BEGIN DATA IN THIS EXERCISE

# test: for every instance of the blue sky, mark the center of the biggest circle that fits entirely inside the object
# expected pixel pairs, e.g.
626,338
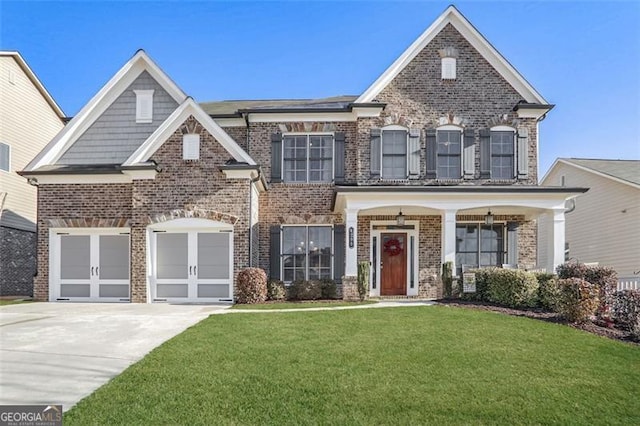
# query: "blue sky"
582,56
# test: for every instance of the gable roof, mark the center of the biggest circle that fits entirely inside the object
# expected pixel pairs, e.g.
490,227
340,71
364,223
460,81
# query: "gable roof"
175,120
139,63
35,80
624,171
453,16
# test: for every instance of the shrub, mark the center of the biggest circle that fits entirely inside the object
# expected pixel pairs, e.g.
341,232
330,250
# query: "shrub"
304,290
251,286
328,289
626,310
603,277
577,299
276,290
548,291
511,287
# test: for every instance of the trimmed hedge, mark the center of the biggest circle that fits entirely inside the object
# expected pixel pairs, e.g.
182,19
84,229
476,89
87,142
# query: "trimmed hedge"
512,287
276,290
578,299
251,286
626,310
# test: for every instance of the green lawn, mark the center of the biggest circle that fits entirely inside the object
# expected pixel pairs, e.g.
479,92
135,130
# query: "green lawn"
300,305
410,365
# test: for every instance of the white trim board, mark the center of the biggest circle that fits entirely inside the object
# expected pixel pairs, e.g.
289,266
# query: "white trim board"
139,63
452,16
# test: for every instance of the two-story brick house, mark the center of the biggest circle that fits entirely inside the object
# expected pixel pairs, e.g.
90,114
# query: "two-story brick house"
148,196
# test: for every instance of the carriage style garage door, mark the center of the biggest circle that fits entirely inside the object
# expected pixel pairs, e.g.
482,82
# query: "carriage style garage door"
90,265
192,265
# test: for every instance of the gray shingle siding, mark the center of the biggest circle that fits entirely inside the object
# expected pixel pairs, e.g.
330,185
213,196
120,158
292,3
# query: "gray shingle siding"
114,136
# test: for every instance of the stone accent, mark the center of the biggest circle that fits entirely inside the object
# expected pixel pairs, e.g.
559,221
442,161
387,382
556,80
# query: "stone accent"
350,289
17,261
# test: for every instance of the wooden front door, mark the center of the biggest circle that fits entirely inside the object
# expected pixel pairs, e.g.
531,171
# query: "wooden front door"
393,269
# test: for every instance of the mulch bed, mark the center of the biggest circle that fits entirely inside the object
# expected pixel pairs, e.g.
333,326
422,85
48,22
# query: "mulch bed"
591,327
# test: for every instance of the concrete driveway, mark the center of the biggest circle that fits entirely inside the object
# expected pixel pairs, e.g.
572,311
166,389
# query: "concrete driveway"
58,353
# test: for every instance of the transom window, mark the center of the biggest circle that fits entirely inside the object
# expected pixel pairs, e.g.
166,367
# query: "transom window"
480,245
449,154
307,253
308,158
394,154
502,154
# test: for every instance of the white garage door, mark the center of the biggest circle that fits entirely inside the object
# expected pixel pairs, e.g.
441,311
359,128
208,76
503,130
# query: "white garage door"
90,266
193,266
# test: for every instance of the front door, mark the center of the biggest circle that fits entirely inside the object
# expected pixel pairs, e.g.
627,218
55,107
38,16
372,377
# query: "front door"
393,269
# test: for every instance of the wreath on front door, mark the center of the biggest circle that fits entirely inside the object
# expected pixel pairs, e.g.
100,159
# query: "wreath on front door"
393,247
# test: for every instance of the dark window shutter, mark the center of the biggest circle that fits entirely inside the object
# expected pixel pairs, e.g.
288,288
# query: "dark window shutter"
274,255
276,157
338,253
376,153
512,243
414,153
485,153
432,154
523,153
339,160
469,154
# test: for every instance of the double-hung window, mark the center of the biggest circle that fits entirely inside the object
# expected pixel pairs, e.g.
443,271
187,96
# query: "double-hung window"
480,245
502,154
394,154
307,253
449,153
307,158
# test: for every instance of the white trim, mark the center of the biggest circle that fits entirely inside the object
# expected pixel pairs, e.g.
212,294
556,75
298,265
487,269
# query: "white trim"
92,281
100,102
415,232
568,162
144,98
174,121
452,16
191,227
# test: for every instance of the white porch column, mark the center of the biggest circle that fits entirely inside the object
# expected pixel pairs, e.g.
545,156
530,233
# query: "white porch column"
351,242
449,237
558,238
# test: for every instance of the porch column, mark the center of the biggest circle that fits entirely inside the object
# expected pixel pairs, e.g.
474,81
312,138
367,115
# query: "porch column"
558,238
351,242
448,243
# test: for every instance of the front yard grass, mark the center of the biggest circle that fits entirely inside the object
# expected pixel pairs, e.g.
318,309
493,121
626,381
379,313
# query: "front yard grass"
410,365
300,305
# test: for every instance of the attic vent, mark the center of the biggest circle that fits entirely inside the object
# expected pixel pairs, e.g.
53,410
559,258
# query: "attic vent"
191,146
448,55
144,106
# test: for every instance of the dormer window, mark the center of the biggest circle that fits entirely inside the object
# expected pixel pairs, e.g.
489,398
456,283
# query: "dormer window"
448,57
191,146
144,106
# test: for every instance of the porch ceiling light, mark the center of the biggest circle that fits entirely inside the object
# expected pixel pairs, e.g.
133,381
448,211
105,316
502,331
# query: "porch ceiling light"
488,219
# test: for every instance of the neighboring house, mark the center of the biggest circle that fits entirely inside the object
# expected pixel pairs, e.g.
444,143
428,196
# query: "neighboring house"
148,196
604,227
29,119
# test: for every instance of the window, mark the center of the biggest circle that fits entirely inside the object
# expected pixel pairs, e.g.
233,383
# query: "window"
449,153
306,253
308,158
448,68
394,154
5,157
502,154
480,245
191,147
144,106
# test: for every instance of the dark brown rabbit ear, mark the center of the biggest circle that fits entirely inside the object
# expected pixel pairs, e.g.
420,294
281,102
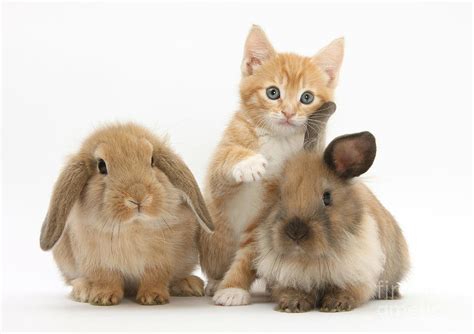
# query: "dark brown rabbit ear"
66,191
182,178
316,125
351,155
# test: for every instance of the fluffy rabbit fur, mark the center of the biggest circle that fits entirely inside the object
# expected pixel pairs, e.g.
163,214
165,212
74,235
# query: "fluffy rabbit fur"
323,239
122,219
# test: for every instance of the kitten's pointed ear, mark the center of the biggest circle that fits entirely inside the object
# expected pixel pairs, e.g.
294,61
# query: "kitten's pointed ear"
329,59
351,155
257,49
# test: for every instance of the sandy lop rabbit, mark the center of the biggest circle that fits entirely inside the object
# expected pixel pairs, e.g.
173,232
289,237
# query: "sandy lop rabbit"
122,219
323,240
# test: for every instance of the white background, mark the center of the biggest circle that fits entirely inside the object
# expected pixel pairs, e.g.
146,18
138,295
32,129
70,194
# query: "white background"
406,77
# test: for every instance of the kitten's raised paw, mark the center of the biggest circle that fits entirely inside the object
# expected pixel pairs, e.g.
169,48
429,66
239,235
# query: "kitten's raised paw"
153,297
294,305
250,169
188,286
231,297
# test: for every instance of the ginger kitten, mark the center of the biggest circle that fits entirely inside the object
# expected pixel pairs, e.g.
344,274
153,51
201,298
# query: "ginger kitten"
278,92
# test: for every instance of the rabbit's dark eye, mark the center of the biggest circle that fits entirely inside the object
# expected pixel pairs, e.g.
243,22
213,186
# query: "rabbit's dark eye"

END DATA IN THIS EXERCISE

ASSIGNED TASK
Would you return the records exactly as written, minus any image?

EXERCISE OUTPUT
# test: for every instance of the blue sky, mark the center of the biggest circle that fits entirely inside the object
# expected pixel pairs, e.g.
626,338
# query: "blue sky"
582,56
# test: for every instance of the gable roof, mark the center of the biggest circle that fits entirely inside the object
# expected pixel pairs, e.g.
490,227
340,71
364,223
460,81
# query: "gable roof"
175,120
139,63
35,80
624,171
453,16
# test: for every instance of the shrub, mark the center of the biggest circle that fits entirely inside the object
# expected pixel pairs, e.g.
341,232
330,250
# query: "shrub"
304,290
251,286
328,289
626,310
603,277
577,299
276,290
548,291
511,287
# test: for every instance of the trimmed hedge, mark the center of the biggest circle that fits entirely inside the object
# expected pixel pairs, e.g.
182,19
84,229
476,89
87,142
# query: "trimmed hedge"
512,287
276,290
578,299
251,286
626,310
# test: for every instance of the green lawn, mark the center of the biggest circle that fits entirely inside the object
# expected pixel pairs, e.g.
479,92
135,130
# query: "green lawn"
300,305
410,365
# test: for every instance of the white trim board, mark the center of the biggest circle that fits entirely inside the object
# expected pixel pairs, e.g.
289,266
# query: "white trim board"
139,63
452,16
# test: for every instance of the two-story brick house, mark the center of the biggest circle that fits entirely inside the object
# expected pixel pairs, e.g.
90,114
# query: "two-story brick house"
148,196
# test: for every instance of the carriage style garage door, mark the center of the biggest circle that fits entirely inside the object
# expected pixel pairs, e.g.
482,82
# query: "carriage style garage door"
90,265
192,265
# test: for every instance of the gray shingle siding, mark the center of the biggest circle that fits entirely inside the object
# expected pixel pairs, e.g.
330,185
213,196
120,158
292,3
# query: "gray shingle siding"
114,136
# test: for every instance of the stone accent, mark the center of the biggest circle that fits entirely inside the object
# expected pixel pairs, e.g.
559,221
442,161
387,382
556,80
# query: "stone accent"
350,289
17,261
# test: for every instance of the wooden front door, mark the center of the biggest circle that fits entirely inside the object
# expected pixel pairs, e.g.
531,171
# query: "wooden front door"
393,269
# test: for every instance of the mulch bed, mark the center of the biggest circle that fits entirely inside the object
# expected pixel pairs, e.g.
333,326
422,85
48,22
# query: "mulch bed"
591,327
# test: for every instance of the concrete driveway, mark the center of the biggest circle that fits entirely inside the object
# expected pixel pairs, e.g.
572,311
166,389
# query: "concrete driveway"
58,353
# test: for every instance of the transom window, mark the center of the biggest circle that fits entirely inside the object
# expected pixel pairs, e.g.
166,367
# query: "transom window"
480,245
449,154
307,253
308,158
394,154
502,154
# test: for every instance of the white garage door, mark the center of the biggest circle that fits entirely inside the object
# expected pixel pairs, e.g.
441,311
359,128
208,76
503,130
# query: "white garage door"
90,266
193,266
# test: for every instance of the front door, mark the center of the biggest circle that fits entirely inside the object
# expected pixel pairs, e.g.
627,218
55,107
38,16
372,377
# query: "front door"
393,269
# test: for every instance of the wreath on front door, mark the center of the biggest circle that fits entirely inside the object
# expected pixel pairs, e.g.
100,159
# query: "wreath on front door"
393,247
# test: for every instance of the dark window shutter, mark the center of the biggest circle that fits entirely inside the object
# expected pixel pairs, e.g.
288,288
# query: "dark window shutter"
274,255
276,157
338,253
376,153
512,243
414,153
485,153
432,154
523,153
339,160
469,154
# test: for every instance of the double-hung window, mark the center of the biggest circle that fits entirely inside the object
# expected pixel pairs, e.g.
443,271
187,96
# query: "double-hung window"
480,245
502,154
394,154
307,253
449,153
307,158
# test: for every instance of the white trim, mark the center of the biggest circle that fits entirely inside the object
# expected pixel pairs, e.g.
212,294
556,75
298,265
487,269
# query: "white trim"
92,281
100,102
415,232
568,162
144,98
174,121
452,16
191,227
# test: for every instance of the white porch column, mark the center of the biggest circle that fits entirely inside the object
# expected pixel pairs, e.g.
545,156
530,233
# query: "white porch column"
351,242
449,237
558,238
# test: for every instance of the porch column, mark the center of the biggest circle that fits entirely inside the object
# expected pixel pairs, e.g.
474,81
312,138
367,115
# query: "porch column"
558,238
351,242
448,243
# test: for every instance of the front yard grass, mark the center of the biggest circle that fits entirely inside the object
# expected pixel pairs, e.g.
318,309
493,121
626,381
379,313
# query: "front yard grass"
410,365
300,305
# test: for every instance of the attic vent, mark the center of the biggest circle that fits entirely inside the object
# expected pixel pairs, e.g.
53,410
559,258
# query: "attic vent"
191,146
448,55
144,106
# test: for every instance of the dormer window, mark the center of the biggest circle that fits entirely inside the object
# expected pixel pairs, e.g.
489,398
456,283
# query: "dormer window"
448,57
191,146
144,106
# test: for every instance of the porch ceiling light, mark the center of the biggest circle that fits entirely inside the object
# expected pixel pairs, e.g.
133,381
448,211
105,316
502,331
# query: "porch ceiling light"
488,219
# test: for every instance of the neighboring house, mark the center of the biggest circle that fits entirely inside the object
# expected pixel pairs, e.g.
444,143
428,196
# query: "neighboring house"
148,196
604,227
29,119
# test: for every instance of the window, mark the center of the biggest circle that fits entirely inside the object
# expected pixel pairs, e.g.
233,383
# query: "window"
449,153
306,253
308,158
448,68
394,154
5,157
502,154
480,245
191,147
144,106
# test: for every instance of the dark brown rabbit ear, mark the center of the biggest circle that fits entirely inside the object
# expected pixel pairs, e.g.
420,294
281,102
# query: "dark brown rabbit ear"
66,191
182,178
316,125
351,155
# test: for every instance of the fluffy rabbit fur, mark the center of the biggest circle that fits entirely inside the object
# expected pixel pairs, e.g.
163,214
165,212
74,235
# query: "fluffy rabbit fur"
323,239
122,219
# test: for every instance of the kitten's pointed ear, mark the center of the biggest circle that fits entirely inside the object
# expected pixel pairs, e.g.
294,61
# query: "kitten's pointed ear"
329,59
351,155
257,49
# test: for every instance of the sandy lop rabbit, mark the center of the biggest circle that fits entirely inside the object
# expected pixel pairs, e.g.
173,232
289,237
# query: "sandy lop rabbit"
122,219
323,240
# test: for every instance of the white background, mark the center of the biggest circle that fits entirely inside the object
# expected pixel pairs, e.g.
146,18
138,295
32,129
70,194
# query: "white background"
406,77
# test: for every instance of the kitten's raised paw, mark the center of the biggest circle that fits entirely inside the object
# expected pixel pairs, e.g.
169,48
429,66
239,235
# query: "kitten's raised paw"
153,297
294,305
250,169
188,286
231,297
# test: for every instance of the ginger kitten, mark the center of the biggest circle that fits entirely inside the object
# expected pixel pairs, e.g.
344,274
153,51
201,298
# query: "ginger kitten"
278,92
# test: for every instance of the rabbit's dark eye, mark the center of the biggest circle that fits entirely inside the object
# expected pixel pairs, e.g.
243,22
213,186
# query: "rabbit's dark eye"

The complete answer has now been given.